**TEXT EXTRACT:**
***

Answer
1 MeV.
Work Step by Step
Assume that the uncertainty in the nucleon’s position is the nuclear radius. Use equation 30-1 to find the nuclear radius for iron.
Use equation 28–1 to find the uncertainty in the neutron’s momentum.
$$\Delta p=m\Delta v \geq \frac{\hbar}{\Delta x}$$
From that, find the uncertainty in its speed.
$$\Delta v \geq \frac{\hbar}{m\Delta x}$$
$$=\frac{(1.055\times10^{-34}J\cdot s)}{(1.67\times10^{-27}kg)56^{1/3}(1.2\times10^{-15}m)}= 1.38\times10^7m/s$$
The uncertainty in speed is about 5 percent of the speed of light. Using this as the nucleon's minimum speed, calculate its minimum kinetic energy. Use relativistic relations, though the answer is about the same if relativistic effects are ignored.
$$KE=mc^2(\frac{1}{\sqrt{1-v^2/c^2}}-1)$$
$$KE=939.6MeV(\frac{1}{\sqrt{1-0.0459^2}}-1)$$
Keep just 1 significant figure in this rough estimate.
$$KE\approx 1 MeV$$

***

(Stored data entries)
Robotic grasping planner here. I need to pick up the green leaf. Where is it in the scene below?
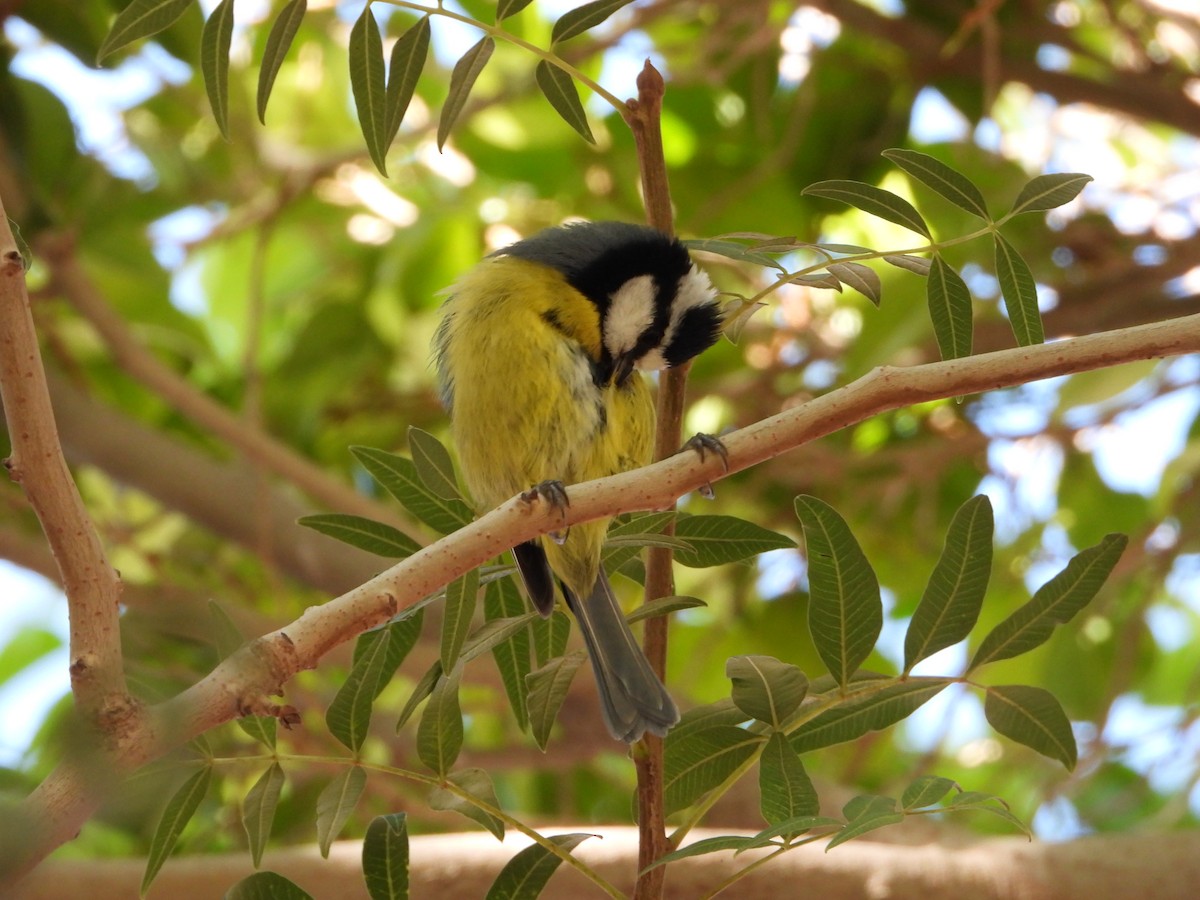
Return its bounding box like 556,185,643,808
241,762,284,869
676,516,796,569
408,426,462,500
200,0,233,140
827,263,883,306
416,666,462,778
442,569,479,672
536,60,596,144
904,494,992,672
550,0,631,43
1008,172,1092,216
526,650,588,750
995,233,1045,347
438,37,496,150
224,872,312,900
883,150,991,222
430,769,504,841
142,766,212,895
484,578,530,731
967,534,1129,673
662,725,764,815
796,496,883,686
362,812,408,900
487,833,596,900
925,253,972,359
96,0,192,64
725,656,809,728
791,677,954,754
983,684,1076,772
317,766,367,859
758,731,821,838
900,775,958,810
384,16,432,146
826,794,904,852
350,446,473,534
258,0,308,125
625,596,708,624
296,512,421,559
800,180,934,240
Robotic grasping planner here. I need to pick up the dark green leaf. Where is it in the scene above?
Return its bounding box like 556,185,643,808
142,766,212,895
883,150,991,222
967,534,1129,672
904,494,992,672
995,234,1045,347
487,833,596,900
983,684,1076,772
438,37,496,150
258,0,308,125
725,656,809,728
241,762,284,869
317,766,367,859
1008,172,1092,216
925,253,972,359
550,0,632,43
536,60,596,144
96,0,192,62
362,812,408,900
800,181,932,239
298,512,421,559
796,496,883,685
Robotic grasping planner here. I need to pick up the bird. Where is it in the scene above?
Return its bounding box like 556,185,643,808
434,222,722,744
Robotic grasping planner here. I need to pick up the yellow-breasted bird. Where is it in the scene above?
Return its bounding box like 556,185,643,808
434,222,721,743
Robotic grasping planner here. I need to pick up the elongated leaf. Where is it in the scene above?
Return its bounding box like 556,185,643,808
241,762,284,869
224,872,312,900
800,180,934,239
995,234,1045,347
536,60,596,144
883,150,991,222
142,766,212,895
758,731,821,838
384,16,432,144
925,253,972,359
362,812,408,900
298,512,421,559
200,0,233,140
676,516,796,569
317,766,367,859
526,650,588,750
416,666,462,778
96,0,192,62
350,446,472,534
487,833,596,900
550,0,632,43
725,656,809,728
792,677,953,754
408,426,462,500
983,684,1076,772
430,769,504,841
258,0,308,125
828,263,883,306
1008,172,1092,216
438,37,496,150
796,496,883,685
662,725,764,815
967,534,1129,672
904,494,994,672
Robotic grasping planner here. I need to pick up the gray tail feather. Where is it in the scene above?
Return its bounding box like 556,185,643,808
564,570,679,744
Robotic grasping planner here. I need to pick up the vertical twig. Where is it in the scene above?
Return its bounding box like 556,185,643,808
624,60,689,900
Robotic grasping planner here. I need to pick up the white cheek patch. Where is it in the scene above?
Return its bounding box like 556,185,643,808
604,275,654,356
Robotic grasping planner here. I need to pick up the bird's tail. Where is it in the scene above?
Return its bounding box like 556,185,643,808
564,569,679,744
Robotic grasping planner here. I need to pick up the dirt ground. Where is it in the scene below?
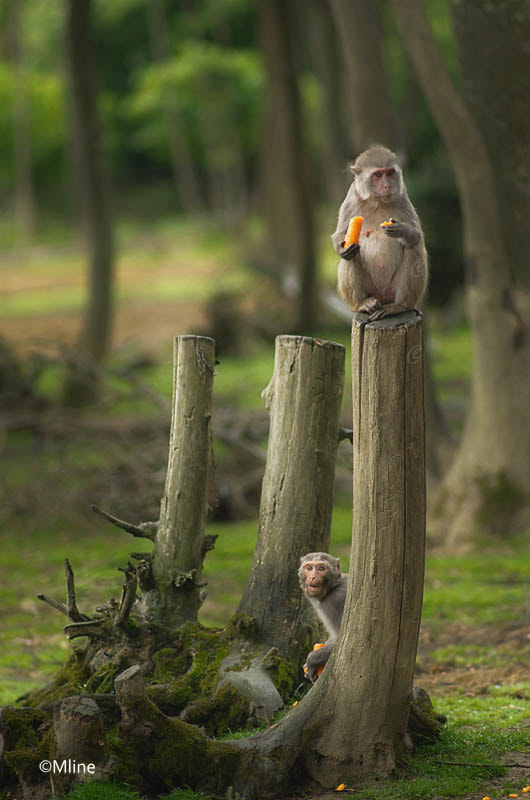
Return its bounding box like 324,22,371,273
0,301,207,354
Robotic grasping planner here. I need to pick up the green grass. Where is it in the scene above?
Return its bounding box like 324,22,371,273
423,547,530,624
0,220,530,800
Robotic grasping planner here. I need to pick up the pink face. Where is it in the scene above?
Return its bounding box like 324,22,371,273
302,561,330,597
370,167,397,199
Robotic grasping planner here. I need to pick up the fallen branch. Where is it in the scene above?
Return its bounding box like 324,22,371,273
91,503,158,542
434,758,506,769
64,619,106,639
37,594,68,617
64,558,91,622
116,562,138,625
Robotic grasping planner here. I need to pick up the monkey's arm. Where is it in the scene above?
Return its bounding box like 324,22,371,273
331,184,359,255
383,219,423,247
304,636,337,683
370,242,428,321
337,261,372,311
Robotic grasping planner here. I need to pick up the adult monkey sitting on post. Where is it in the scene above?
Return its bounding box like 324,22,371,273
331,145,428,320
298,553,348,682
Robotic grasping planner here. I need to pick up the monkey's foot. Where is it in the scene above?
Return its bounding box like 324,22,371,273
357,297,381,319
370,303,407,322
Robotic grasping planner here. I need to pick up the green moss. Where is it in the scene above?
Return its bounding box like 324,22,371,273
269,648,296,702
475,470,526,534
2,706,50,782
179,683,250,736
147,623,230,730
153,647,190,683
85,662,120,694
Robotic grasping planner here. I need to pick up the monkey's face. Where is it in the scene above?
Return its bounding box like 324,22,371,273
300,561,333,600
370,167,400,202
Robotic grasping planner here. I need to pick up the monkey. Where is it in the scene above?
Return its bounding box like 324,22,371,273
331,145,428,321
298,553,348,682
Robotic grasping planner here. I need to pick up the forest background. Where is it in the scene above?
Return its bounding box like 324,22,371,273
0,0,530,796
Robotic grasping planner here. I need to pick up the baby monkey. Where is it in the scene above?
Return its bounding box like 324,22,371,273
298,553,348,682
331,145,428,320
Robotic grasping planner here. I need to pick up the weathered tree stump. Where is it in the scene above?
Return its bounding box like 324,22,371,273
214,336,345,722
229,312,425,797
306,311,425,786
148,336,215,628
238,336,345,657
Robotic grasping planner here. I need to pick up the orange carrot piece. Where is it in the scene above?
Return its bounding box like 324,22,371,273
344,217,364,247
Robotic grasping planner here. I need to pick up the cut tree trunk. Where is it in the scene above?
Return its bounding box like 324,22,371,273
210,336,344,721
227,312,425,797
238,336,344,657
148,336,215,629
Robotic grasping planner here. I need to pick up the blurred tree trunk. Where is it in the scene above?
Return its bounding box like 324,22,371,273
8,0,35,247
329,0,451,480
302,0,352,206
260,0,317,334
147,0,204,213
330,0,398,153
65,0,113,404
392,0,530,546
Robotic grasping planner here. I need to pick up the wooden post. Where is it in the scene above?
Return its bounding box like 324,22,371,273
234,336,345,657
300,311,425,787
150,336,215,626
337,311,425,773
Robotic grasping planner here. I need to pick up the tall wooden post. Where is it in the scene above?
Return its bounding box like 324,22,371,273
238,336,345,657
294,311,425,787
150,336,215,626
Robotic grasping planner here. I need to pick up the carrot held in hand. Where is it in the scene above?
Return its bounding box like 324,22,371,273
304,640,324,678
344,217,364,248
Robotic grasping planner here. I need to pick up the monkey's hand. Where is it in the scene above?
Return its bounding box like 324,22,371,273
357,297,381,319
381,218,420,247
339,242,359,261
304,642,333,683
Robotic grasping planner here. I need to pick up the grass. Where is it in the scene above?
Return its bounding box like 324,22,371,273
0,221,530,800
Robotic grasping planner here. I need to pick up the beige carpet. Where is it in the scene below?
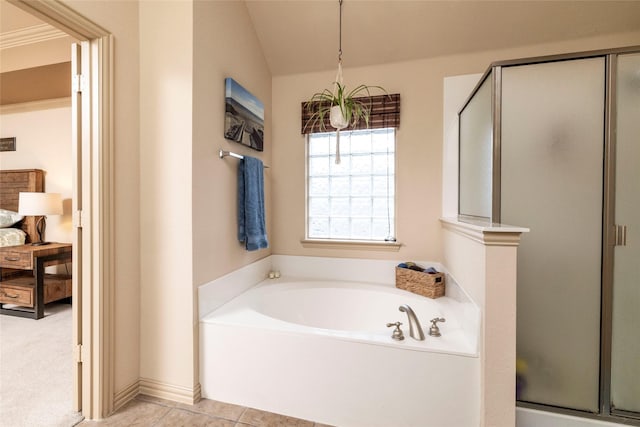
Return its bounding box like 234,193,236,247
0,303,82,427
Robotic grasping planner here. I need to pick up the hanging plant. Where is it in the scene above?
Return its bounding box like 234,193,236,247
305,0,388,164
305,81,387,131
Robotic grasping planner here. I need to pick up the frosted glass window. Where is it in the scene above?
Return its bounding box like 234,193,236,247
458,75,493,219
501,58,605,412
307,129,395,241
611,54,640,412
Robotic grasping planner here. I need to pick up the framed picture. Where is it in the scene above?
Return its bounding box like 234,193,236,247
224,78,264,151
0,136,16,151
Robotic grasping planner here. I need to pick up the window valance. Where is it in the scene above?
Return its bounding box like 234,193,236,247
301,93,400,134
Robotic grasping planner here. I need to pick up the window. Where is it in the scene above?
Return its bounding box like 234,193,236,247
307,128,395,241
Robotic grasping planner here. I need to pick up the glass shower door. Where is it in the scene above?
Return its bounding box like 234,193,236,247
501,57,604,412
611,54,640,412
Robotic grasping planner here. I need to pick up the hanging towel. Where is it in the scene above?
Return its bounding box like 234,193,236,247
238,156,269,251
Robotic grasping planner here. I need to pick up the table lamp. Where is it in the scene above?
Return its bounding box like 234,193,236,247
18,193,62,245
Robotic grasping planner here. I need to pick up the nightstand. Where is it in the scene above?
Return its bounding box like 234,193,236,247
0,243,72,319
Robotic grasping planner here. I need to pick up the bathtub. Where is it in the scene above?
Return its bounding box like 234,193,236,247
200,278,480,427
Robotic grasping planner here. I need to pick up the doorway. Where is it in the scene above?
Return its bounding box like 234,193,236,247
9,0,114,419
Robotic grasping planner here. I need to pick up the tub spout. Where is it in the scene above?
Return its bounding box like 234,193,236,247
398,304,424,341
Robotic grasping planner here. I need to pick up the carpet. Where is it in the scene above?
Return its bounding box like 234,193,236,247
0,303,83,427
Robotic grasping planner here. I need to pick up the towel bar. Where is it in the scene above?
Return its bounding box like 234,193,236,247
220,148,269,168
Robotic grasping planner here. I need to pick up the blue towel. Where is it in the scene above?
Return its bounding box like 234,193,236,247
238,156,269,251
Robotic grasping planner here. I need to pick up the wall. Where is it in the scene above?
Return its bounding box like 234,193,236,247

***

**WHAT THE TASK ASKS:** Reproduce the worked physics solution word for word, starting at "Work Step by" and ending at "this rough estimate.".

**REPLY TO THE EXERCISE:**
Work Step by Step
Assume that the uncertainty in the nucleon’s position is the nuclear radius. Use equation 30-1 to find the nuclear radius for iron.
Use equation 28–1 to find the uncertainty in the neutron’s momentum.
$$\Delta p=m\Delta v \geq \frac{\hbar}{\Delta x}$$
From that, find the uncertainty in its speed.
$$\Delta v \geq \frac{\hbar}{m\Delta x}$$
$$=\frac{(1.055\times10^{-34}J\cdot s)}{(1.67\times10^{-27}kg)56^{1/3}(1.2\times10^{-15}m)}= 1.38\times10^7m/s$$
The uncertainty in speed is about 5 percent of the speed of light. Using this as the nucleon's minimum speed, calculate its minimum kinetic energy. Use relativistic relations, though the answer is about the same if relativistic effects are ignored.
$$KE=mc^2(\frac{1}{\sqrt{1-v^2/c^2}}-1)$$
$$KE=939.6MeV(\frac{1}{\sqrt{1-0.0459^2}}-1)$$
Keep just 1 significant figure in this rough estimate.